*Fragmento del texto*:
══════════════════════════════

Éxodo 30:17-21; 38:8; 40:30-32
La fuente era el segundo mueble en el atrio del tabernáculo. Estaba entre el altar del holocausto y el Lugar Santo. No se nos dice la forma ni el tamaño de este artículo; tampoco se nos dice cómo fue llevado por el desierto.
El silencio de las Escrituras sobre puntos como éstos es tan significante como divino: no hay descuido, ni olvido por parte del escritor; los demás muebles todos están descritos minuciosamente en cuanto a su largura y anchura, como también las varas y los anillos mediante los cuales fueron levantados de la tierra y llevados sobre los hombros de los levitas durante su marcha (véase Números 4). Pero en las instrucciones sobre la fuente no hay mandato tocante a varas y anillos. ¿Será error? De ninguna manera.

══════════════════════════════

*Datos proporcionados*:
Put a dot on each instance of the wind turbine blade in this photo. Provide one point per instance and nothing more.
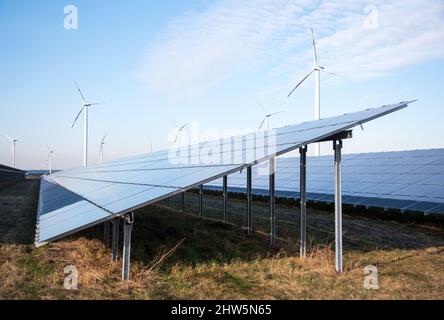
(299, 83)
(177, 127)
(78, 115)
(95, 103)
(315, 58)
(262, 107)
(335, 74)
(275, 113)
(262, 123)
(80, 92)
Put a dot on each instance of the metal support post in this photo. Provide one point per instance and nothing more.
(183, 202)
(272, 201)
(249, 198)
(106, 232)
(337, 146)
(201, 201)
(225, 194)
(303, 198)
(127, 228)
(115, 239)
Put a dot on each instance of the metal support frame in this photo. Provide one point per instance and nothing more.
(106, 232)
(249, 199)
(337, 146)
(272, 201)
(183, 202)
(126, 253)
(225, 194)
(115, 239)
(201, 201)
(303, 200)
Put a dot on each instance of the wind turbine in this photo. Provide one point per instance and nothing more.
(50, 153)
(267, 116)
(179, 133)
(85, 106)
(101, 148)
(13, 142)
(317, 70)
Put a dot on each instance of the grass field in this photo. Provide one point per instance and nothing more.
(179, 256)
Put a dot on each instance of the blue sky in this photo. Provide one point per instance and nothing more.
(211, 61)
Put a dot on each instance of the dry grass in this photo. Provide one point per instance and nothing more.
(176, 256)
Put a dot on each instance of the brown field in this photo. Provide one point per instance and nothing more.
(179, 256)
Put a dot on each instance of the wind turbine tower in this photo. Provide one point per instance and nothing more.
(50, 153)
(179, 133)
(101, 148)
(13, 142)
(266, 119)
(317, 70)
(85, 106)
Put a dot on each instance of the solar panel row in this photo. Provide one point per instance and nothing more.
(121, 186)
(406, 180)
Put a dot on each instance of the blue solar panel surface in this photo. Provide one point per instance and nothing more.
(406, 180)
(122, 186)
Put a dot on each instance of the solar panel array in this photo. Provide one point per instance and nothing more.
(405, 180)
(125, 185)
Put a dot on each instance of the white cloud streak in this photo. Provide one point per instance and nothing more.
(201, 50)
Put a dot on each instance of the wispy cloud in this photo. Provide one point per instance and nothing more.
(202, 49)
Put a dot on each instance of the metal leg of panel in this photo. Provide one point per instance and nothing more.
(337, 144)
(115, 239)
(127, 228)
(201, 201)
(272, 202)
(302, 189)
(249, 199)
(183, 202)
(225, 194)
(106, 232)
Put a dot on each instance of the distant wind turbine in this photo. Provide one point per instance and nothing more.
(50, 153)
(179, 133)
(13, 142)
(101, 148)
(267, 116)
(85, 106)
(317, 70)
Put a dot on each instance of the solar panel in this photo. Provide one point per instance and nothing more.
(406, 180)
(121, 186)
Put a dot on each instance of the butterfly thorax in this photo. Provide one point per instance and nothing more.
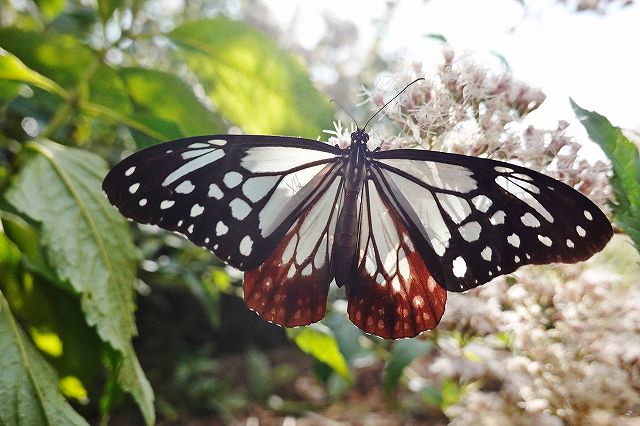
(347, 232)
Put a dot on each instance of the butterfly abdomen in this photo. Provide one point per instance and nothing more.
(347, 230)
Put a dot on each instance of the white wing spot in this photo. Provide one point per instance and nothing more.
(545, 240)
(395, 284)
(517, 190)
(498, 218)
(239, 208)
(288, 250)
(459, 267)
(221, 228)
(232, 179)
(192, 165)
(185, 187)
(514, 240)
(522, 177)
(482, 203)
(530, 220)
(486, 253)
(196, 210)
(165, 204)
(501, 169)
(470, 231)
(403, 267)
(307, 270)
(418, 302)
(215, 192)
(246, 245)
(456, 207)
(292, 271)
(256, 188)
(199, 145)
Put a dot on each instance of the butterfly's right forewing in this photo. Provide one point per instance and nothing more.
(236, 195)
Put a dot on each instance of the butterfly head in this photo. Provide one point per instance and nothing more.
(359, 137)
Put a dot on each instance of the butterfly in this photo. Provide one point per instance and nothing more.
(397, 228)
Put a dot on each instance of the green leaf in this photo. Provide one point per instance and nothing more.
(402, 353)
(169, 98)
(436, 36)
(60, 58)
(319, 342)
(29, 389)
(11, 68)
(50, 8)
(625, 161)
(107, 7)
(88, 244)
(252, 82)
(8, 90)
(25, 237)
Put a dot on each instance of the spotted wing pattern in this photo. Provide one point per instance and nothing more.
(392, 293)
(290, 288)
(236, 195)
(473, 219)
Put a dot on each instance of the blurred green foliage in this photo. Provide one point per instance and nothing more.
(625, 163)
(80, 85)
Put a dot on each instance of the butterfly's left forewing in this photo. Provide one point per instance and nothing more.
(234, 194)
(473, 219)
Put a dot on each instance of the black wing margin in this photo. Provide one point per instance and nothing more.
(474, 219)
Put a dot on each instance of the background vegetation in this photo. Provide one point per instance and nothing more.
(102, 321)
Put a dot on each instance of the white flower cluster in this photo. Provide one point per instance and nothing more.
(462, 108)
(548, 345)
(555, 345)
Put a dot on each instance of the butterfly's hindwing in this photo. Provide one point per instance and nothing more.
(474, 219)
(236, 195)
(290, 288)
(391, 293)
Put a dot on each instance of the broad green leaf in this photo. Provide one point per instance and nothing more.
(8, 90)
(436, 36)
(56, 60)
(170, 99)
(11, 68)
(402, 353)
(625, 161)
(29, 389)
(25, 237)
(319, 342)
(107, 7)
(60, 58)
(252, 82)
(50, 8)
(88, 244)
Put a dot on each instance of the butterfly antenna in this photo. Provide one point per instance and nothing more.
(342, 108)
(385, 105)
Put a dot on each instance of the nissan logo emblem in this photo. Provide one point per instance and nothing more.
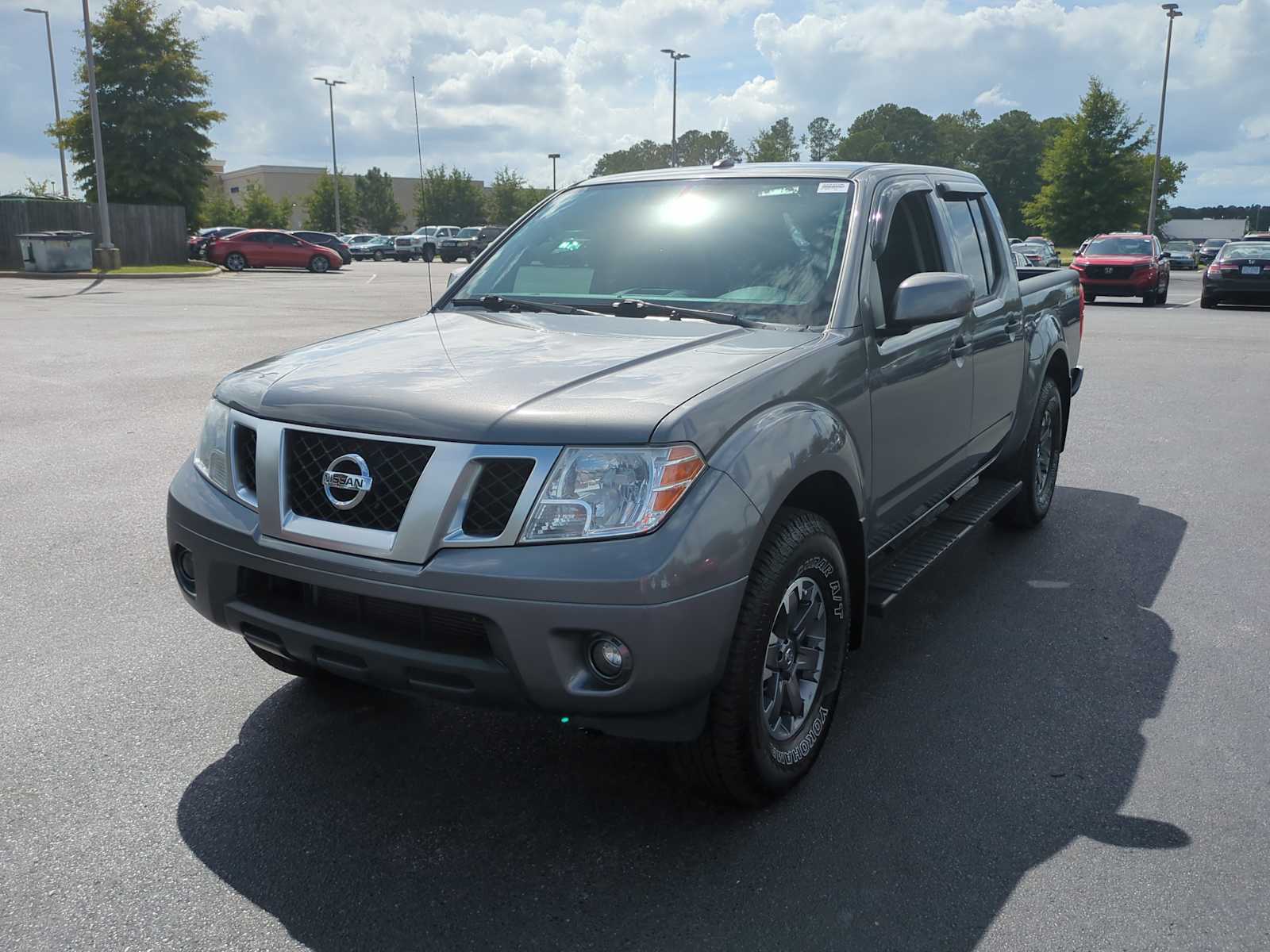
(347, 482)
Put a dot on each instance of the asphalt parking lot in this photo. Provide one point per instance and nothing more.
(1060, 742)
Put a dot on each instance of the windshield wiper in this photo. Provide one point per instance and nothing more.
(501, 302)
(637, 308)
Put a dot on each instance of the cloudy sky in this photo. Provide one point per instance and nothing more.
(505, 84)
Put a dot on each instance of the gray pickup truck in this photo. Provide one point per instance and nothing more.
(652, 465)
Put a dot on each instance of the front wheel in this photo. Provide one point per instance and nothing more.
(770, 715)
(1037, 463)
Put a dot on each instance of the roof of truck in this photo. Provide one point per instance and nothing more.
(802, 171)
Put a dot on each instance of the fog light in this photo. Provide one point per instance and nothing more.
(610, 659)
(183, 562)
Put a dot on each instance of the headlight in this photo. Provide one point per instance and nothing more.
(606, 493)
(213, 454)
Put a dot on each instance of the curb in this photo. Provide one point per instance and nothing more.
(108, 276)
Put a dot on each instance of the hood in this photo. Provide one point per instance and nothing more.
(503, 378)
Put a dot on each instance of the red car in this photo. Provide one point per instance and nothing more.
(262, 248)
(1128, 264)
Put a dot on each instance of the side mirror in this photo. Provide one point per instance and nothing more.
(931, 298)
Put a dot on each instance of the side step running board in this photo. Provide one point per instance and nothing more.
(899, 570)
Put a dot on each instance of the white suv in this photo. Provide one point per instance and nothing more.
(422, 243)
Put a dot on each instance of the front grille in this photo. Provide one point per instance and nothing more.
(498, 488)
(394, 467)
(1110, 271)
(244, 457)
(368, 617)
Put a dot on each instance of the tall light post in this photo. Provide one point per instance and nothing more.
(1172, 12)
(675, 98)
(57, 108)
(334, 168)
(111, 257)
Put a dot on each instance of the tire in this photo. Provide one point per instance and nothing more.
(752, 750)
(1037, 463)
(290, 666)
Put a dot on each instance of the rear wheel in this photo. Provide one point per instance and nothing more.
(1037, 463)
(772, 712)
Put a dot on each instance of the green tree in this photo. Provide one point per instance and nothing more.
(956, 135)
(448, 198)
(379, 209)
(260, 211)
(217, 209)
(698, 148)
(1092, 171)
(154, 107)
(645, 154)
(510, 197)
(321, 203)
(822, 137)
(1006, 155)
(776, 144)
(891, 133)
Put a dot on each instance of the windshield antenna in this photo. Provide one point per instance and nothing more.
(423, 196)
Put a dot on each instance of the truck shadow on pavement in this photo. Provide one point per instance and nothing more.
(995, 719)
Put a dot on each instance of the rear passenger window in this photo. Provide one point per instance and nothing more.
(965, 236)
(987, 245)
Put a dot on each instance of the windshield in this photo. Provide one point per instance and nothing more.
(764, 249)
(1246, 249)
(1119, 247)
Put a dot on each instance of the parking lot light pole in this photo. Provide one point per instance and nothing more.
(675, 98)
(334, 168)
(57, 108)
(1172, 12)
(110, 258)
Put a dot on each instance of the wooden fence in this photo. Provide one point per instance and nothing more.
(145, 234)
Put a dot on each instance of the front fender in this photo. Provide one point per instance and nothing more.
(776, 450)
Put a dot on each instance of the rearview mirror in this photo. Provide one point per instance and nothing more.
(931, 298)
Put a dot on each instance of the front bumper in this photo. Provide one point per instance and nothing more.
(664, 596)
(1134, 286)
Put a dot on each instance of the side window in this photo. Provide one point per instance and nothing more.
(967, 240)
(912, 247)
(987, 243)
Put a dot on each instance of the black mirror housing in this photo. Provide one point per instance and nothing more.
(931, 298)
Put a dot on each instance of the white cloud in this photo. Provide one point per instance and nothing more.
(995, 99)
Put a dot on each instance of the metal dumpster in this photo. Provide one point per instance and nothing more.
(56, 251)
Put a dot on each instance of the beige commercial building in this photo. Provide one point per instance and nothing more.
(292, 183)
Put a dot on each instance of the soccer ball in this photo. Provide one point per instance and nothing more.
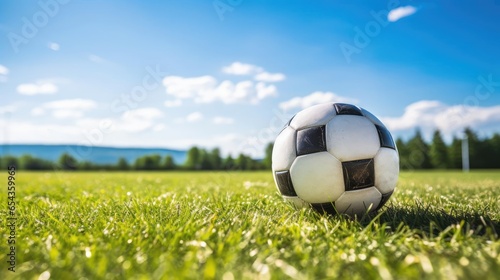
(335, 158)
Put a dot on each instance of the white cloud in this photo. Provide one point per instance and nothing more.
(181, 87)
(270, 77)
(149, 113)
(223, 120)
(173, 103)
(37, 111)
(194, 117)
(37, 88)
(238, 68)
(314, 98)
(137, 120)
(430, 115)
(159, 127)
(96, 59)
(67, 108)
(4, 70)
(53, 46)
(205, 89)
(71, 104)
(264, 90)
(401, 12)
(9, 109)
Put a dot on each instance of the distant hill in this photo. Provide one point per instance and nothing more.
(95, 154)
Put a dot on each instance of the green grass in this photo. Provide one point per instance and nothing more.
(437, 225)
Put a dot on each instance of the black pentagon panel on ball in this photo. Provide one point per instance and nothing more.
(284, 182)
(358, 174)
(311, 140)
(385, 137)
(347, 109)
(385, 198)
(327, 207)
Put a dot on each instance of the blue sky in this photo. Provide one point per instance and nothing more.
(229, 73)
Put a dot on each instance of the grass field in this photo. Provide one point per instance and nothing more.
(437, 225)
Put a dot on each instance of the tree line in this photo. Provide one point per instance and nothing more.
(415, 153)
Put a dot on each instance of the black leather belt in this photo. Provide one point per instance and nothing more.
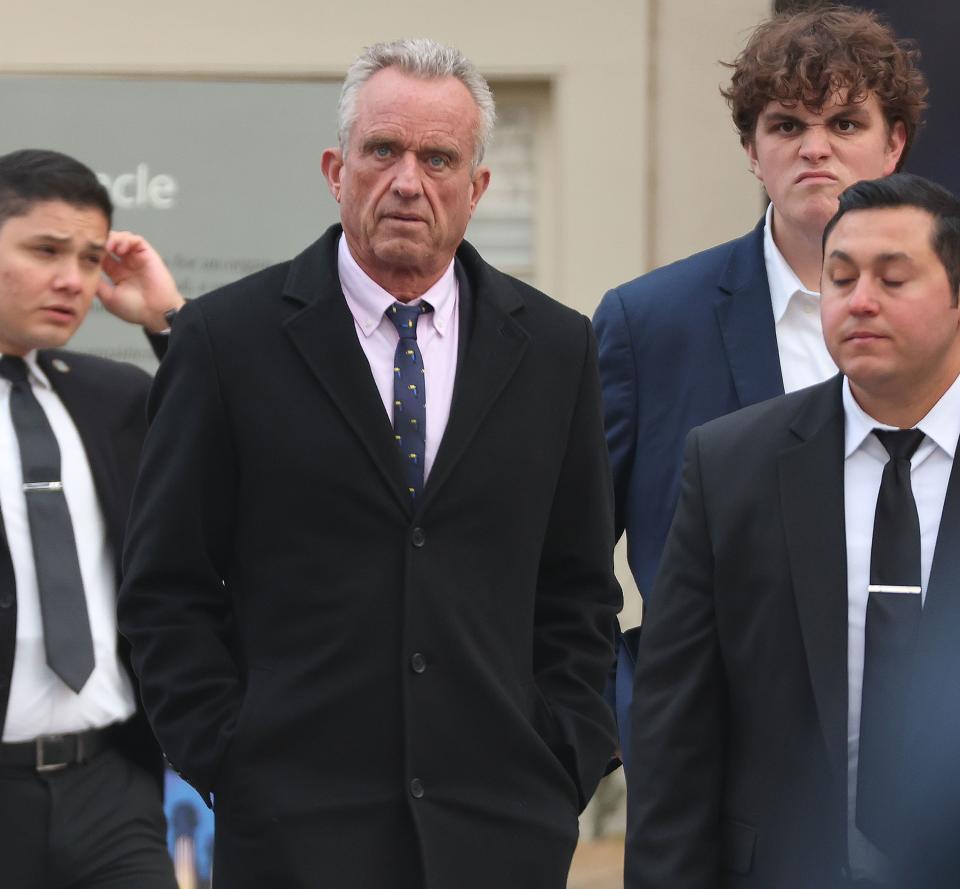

══════════════════════════════

*Lo que se pide*:
A – Copia sin cambiar nada el trozo del texto sobre la fuente del tabernáculo que empieza con las palabras que contienen "Éxodo 30:17-21; 38:8;" y acaba con "De ninguna manera.".
B – Según el texto sobre la fuente del tabernáculo, ¿entre qué dos lugares estaba la fuente?

*Respuestas por tarea*:
A –
Éxodo 30:17-21; 38:8; 40:30-32
La fuente era el segundo mueble en el atrio del tabernáculo. Estaba entre el altar del holocausto y el Lugar Santo. No se nos dice la forma ni el tamaño de este artículo; tampoco se nos dice cómo fue llevado por el desierto.
El silencio de las Escrituras sobre puntos como éstos es tan significante como divino: no hay descuido, ni olvido por parte del escritor; los demás muebles todos están descritos minuciosamente en cuanto a su largura y anchura, como también las varas y los anillos mediante los cuales fueron levantados de la tierra y llevados sobre los hombros de los levitas durante su marcha (véase Números 4). Pero en las instrucciones sobre la fuente no hay mandato tocante a varas y anillos. ¿Será error? De ninguna manera.

B – Entre el altar del holocausto y el Lugar Santo.